• **TASK DESCRIPTION**: Under this task are some entries; return every one of them exactly.

• **DATA UNDER STUDY**:
= = = = =

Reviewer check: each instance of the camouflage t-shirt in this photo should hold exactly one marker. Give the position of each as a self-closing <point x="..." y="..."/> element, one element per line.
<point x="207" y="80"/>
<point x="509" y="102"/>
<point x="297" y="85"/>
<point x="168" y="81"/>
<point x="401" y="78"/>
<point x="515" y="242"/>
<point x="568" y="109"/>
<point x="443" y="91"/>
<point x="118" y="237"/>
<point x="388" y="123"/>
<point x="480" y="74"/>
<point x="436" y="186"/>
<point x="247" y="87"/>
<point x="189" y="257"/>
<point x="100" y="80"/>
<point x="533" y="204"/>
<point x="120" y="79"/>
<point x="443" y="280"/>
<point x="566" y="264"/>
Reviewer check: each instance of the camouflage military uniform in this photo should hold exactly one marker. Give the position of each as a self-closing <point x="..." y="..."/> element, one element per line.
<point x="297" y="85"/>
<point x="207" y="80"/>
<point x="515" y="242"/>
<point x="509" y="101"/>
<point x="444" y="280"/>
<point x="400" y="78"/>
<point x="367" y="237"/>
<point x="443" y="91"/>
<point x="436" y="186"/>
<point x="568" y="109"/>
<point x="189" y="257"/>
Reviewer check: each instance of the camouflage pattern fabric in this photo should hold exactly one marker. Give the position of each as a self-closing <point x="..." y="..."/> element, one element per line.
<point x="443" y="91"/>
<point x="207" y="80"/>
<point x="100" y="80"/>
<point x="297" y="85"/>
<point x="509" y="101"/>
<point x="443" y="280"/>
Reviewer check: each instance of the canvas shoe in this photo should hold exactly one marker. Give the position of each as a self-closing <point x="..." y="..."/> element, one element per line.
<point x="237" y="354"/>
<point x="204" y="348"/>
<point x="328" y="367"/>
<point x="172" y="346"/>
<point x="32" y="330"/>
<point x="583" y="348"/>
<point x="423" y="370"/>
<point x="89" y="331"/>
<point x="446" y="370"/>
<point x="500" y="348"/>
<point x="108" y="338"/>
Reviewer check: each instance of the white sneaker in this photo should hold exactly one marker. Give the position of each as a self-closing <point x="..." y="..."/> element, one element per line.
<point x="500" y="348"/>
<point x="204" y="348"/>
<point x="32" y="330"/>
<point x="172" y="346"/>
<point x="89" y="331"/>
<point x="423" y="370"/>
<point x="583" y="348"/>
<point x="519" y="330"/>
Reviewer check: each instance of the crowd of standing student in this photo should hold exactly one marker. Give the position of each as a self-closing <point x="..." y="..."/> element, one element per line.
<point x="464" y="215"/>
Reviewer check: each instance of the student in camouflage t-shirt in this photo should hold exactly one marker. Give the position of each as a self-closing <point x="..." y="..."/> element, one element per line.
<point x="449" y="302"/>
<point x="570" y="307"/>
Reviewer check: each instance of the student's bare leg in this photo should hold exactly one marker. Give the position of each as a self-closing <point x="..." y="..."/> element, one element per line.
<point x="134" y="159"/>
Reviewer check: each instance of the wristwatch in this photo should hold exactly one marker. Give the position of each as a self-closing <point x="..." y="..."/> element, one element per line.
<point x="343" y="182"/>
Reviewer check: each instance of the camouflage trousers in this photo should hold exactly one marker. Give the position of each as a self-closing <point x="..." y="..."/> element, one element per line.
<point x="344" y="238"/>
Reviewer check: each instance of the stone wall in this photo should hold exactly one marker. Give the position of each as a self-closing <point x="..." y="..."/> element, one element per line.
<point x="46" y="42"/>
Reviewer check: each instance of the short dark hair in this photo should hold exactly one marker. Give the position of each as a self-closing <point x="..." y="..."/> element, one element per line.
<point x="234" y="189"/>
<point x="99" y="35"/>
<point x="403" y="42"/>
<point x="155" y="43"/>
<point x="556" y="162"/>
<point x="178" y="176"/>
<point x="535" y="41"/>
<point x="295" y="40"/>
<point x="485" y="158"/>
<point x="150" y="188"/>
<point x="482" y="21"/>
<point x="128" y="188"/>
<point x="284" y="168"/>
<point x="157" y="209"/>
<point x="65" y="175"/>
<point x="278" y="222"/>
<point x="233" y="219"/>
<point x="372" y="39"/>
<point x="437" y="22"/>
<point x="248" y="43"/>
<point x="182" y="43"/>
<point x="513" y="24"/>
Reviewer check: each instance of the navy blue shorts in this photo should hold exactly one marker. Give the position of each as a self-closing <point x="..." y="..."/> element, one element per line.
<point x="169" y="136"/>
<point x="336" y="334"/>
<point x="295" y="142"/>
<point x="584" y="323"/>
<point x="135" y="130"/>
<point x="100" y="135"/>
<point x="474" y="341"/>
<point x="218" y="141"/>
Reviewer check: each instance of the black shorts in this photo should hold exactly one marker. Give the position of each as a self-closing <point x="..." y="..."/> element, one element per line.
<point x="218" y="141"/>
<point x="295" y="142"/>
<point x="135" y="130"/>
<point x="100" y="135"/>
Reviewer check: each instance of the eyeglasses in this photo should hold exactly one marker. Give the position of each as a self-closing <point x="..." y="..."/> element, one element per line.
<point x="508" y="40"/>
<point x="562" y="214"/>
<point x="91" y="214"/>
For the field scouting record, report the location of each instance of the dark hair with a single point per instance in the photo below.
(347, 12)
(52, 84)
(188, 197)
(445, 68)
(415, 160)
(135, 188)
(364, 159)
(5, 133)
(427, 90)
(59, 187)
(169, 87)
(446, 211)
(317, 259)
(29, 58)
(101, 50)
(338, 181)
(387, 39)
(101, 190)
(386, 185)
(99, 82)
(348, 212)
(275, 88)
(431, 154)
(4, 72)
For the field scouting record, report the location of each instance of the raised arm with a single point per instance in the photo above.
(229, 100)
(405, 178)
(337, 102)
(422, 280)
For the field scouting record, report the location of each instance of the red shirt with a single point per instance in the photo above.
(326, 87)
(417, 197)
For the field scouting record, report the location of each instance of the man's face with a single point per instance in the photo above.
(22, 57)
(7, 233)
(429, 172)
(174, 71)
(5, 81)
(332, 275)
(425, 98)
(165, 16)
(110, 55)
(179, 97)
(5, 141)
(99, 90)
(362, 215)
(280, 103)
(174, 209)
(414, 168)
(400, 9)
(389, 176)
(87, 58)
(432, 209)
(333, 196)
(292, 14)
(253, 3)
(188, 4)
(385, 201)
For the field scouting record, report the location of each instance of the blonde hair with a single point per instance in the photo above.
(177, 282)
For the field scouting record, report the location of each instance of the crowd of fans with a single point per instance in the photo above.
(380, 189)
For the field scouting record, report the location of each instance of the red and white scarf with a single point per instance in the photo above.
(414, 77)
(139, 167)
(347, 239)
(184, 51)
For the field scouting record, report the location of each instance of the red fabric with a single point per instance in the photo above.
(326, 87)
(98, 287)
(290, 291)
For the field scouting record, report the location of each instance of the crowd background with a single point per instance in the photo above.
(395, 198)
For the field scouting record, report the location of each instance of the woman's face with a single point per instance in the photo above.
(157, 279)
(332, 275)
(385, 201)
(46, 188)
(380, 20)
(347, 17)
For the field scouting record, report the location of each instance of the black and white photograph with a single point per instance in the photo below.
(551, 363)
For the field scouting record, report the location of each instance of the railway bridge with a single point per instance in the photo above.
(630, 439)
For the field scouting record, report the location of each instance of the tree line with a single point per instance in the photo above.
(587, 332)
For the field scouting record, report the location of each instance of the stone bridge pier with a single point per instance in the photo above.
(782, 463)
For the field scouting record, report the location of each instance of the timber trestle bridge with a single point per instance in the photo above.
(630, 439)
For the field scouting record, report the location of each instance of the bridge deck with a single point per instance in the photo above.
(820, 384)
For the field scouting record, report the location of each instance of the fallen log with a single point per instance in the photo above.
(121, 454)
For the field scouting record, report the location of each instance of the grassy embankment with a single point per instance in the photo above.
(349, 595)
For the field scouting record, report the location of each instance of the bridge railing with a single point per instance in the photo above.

= = = = =

• **SOLUTION FOR THIS EXERCISE**:
Reviewer check: each instance of the camouflage t-shirt in this photo should hold exactly one marker. Give the position of each as a self-closing <point x="..." y="..."/> element, one element per line.
<point x="207" y="80"/>
<point x="509" y="102"/>
<point x="297" y="85"/>
<point x="168" y="81"/>
<point x="401" y="78"/>
<point x="515" y="242"/>
<point x="568" y="109"/>
<point x="443" y="91"/>
<point x="118" y="237"/>
<point x="388" y="123"/>
<point x="480" y="74"/>
<point x="436" y="186"/>
<point x="247" y="87"/>
<point x="189" y="257"/>
<point x="100" y="80"/>
<point x="533" y="204"/>
<point x="120" y="79"/>
<point x="443" y="280"/>
<point x="566" y="264"/>
Reviewer check: each instance of the camouflage military uniform in this photo should hold exactly one marker. Give the position of each as a self-closing <point x="..." y="..."/> element, one element per line.
<point x="297" y="85"/>
<point x="207" y="80"/>
<point x="515" y="242"/>
<point x="509" y="101"/>
<point x="444" y="280"/>
<point x="400" y="78"/>
<point x="367" y="237"/>
<point x="443" y="91"/>
<point x="436" y="186"/>
<point x="568" y="109"/>
<point x="189" y="257"/>
Reviewer check: each instance of the camouflage pattern fabric in this photo should hold exactly one marker. Give the position of each as a self-closing <point x="..." y="..."/> element, one element per line.
<point x="443" y="91"/>
<point x="207" y="80"/>
<point x="100" y="80"/>
<point x="297" y="85"/>
<point x="509" y="101"/>
<point x="443" y="280"/>
Reviewer check: each instance of the canvas shoe in this photo should hold exactly one marker. Give the position of each as a self-closing <point x="..." y="..."/> element, one element per line.
<point x="237" y="354"/>
<point x="204" y="348"/>
<point x="328" y="367"/>
<point x="172" y="346"/>
<point x="32" y="330"/>
<point x="583" y="348"/>
<point x="423" y="370"/>
<point x="89" y="331"/>
<point x="446" y="370"/>
<point x="500" y="348"/>
<point x="108" y="338"/>
Reviewer check: each instance of the white sneaker in this photo should hold exactly one marker. Give the position of each as a self-closing <point x="..." y="..."/> element, one element per line.
<point x="500" y="348"/>
<point x="204" y="348"/>
<point x="32" y="330"/>
<point x="172" y="346"/>
<point x="89" y="331"/>
<point x="423" y="370"/>
<point x="583" y="348"/>
<point x="519" y="330"/>
Reviewer check: each instance of the crowd of standing student in this photo should hold exactly one marker. Give the position of each as a self-closing <point x="..." y="..."/> element, one element per line.
<point x="464" y="215"/>
Reviewer check: each instance of the student in camouflage t-shirt in this photo should hold exactly one marker. Give the position of each as a self-closing <point x="..." y="..."/> element, one element per line.
<point x="449" y="302"/>
<point x="570" y="307"/>
Reviewer check: each instance of the student's bare leg in this photo should hold exactly one marker. Give the position of each as a self-closing <point x="..." y="..."/> element, one element per line.
<point x="134" y="159"/>
Reviewer check: each instance of the wristwatch in this photo should hold exactly one marker. Give the position of each as a self-closing <point x="..." y="..."/> element, one element per line.
<point x="343" y="182"/>
Reviewer check: each instance of the camouflage trousers in this photo should hold exactly one marker. Give the position of each as a self-closing <point x="..." y="..."/> element, one element per line.
<point x="344" y="238"/>
Reviewer check: each instance of the stone wall in this photo should hold exactly one marker. Give the position of each as a self-closing <point x="..." y="..."/> element, one element per line.
<point x="46" y="42"/>
Reviewer check: each instance of the short dark hair in this photo should hold exactly one marker. Give the position of each as a self-closing <point x="..." y="..."/> element, one element per line.
<point x="234" y="189"/>
<point x="99" y="35"/>
<point x="403" y="42"/>
<point x="155" y="43"/>
<point x="556" y="162"/>
<point x="178" y="176"/>
<point x="535" y="41"/>
<point x="295" y="40"/>
<point x="485" y="158"/>
<point x="150" y="188"/>
<point x="482" y="21"/>
<point x="128" y="188"/>
<point x="284" y="168"/>
<point x="157" y="209"/>
<point x="65" y="175"/>
<point x="278" y="222"/>
<point x="233" y="219"/>
<point x="372" y="39"/>
<point x="437" y="22"/>
<point x="248" y="43"/>
<point x="182" y="43"/>
<point x="513" y="24"/>
Reviewer check: each instance of the navy blue shorts in this photo should hold exactly one marker. Give the position of each as a self-closing <point x="..." y="..."/> element, one element per line.
<point x="169" y="136"/>
<point x="336" y="334"/>
<point x="295" y="142"/>
<point x="584" y="323"/>
<point x="135" y="130"/>
<point x="100" y="135"/>
<point x="474" y="341"/>
<point x="218" y="141"/>
Reviewer check: each instance of the black shorts in this photo should hold exactly one marker. Give the position of each as a self-closing <point x="..." y="..."/> element, one element per line.
<point x="218" y="141"/>
<point x="295" y="142"/>
<point x="135" y="130"/>
<point x="100" y="135"/>
Reviewer check: each instance of the eyeglasses in this photo should hold exactly one marker. Give the position of each as a self-closing <point x="..." y="..."/> element, one element per line.
<point x="508" y="40"/>
<point x="562" y="214"/>
<point x="91" y="214"/>
For the field scouting record, report the location of each instance of the dark hair with a single point per instance in the photo below.
(347, 12)
(52, 84)
(188, 197)
(445, 68)
(415, 160)
(135, 188)
(364, 159)
(5, 133)
(427, 90)
(59, 187)
(169, 87)
(446, 211)
(317, 259)
(29, 58)
(101, 50)
(338, 181)
(387, 39)
(101, 190)
(386, 185)
(99, 82)
(348, 212)
(275, 88)
(431, 154)
(4, 72)
For the field scouting record, report the location of each instance of the raised arm with a single point per instance in the photo above.
(229, 100)
(405, 178)
(337, 102)
(422, 280)
For the field scouting record, report the location of each instance of the red shirt with a single point per instance in the photo above.
(326, 87)
(417, 197)
For the field scouting record, report the location of each instance of the man's face with a single point per instance in the photo above.
(22, 57)
(7, 233)
(429, 172)
(174, 71)
(5, 81)
(332, 275)
(425, 98)
(165, 16)
(110, 55)
(179, 97)
(5, 141)
(99, 90)
(362, 215)
(280, 103)
(174, 209)
(414, 168)
(400, 9)
(389, 176)
(87, 58)
(432, 209)
(333, 196)
(292, 14)
(253, 3)
(188, 4)
(385, 201)
For the field scouting record, report the location of each instance of the blonde hair with a single point per instance in the photo above.
(177, 282)
For the field scouting record, report the location of each instance of the crowd of fans with a single point per instance in the photo above.
(380, 189)
For the field scouting record, report the location of each instance of the red and white scarf with a single point per instance in the photo above.
(414, 77)
(139, 167)
(347, 239)
(184, 51)
For the field scouting record, report the location of each instance of the red fabric with a single point per instance in the photo above.
(326, 87)
(98, 287)
(290, 291)
For the field scouting record, report the location of each instance of the crowd background with a single point per instance in the photo above.
(395, 198)
For the field scouting record, report the location of each instance of the woman's face with a single point per instance in the photo above.
(157, 279)
(332, 275)
(385, 201)
(46, 188)
(380, 20)
(347, 17)
For the field scouting record, report the location of each instance of the black and white photograph with a single point per instance in the photo below.
(551, 363)
For the field scouting record, report the location of each instance of the railway bridge with a single point per instance in the photo above.
(630, 439)
For the field scouting record, report the location of each instance of the tree line with a single point per instance in the photo above.
(587, 332)
For the field scouting record, report the location of each instance of the stone bridge pier with a single point per instance in the photo above.
(782, 463)
For the field scouting record, report the location of each instance of the timber trestle bridge with a single point per instance in the photo above.
(630, 439)
For the field scouting record, report the location of each instance of the bridge deck with a single point per instance in the photo above.
(820, 384)
For the field scouting record, report the location of each instance of the fallen log with a single point per instance in the photo above.
(121, 454)
For the field scouting record, report the location of each instance of the grassy embankment with a single point per instance in the photo above.
(349, 595)
For the field scouting record, report the location of each instance of the bridge railing with a single point per instance in the photo above.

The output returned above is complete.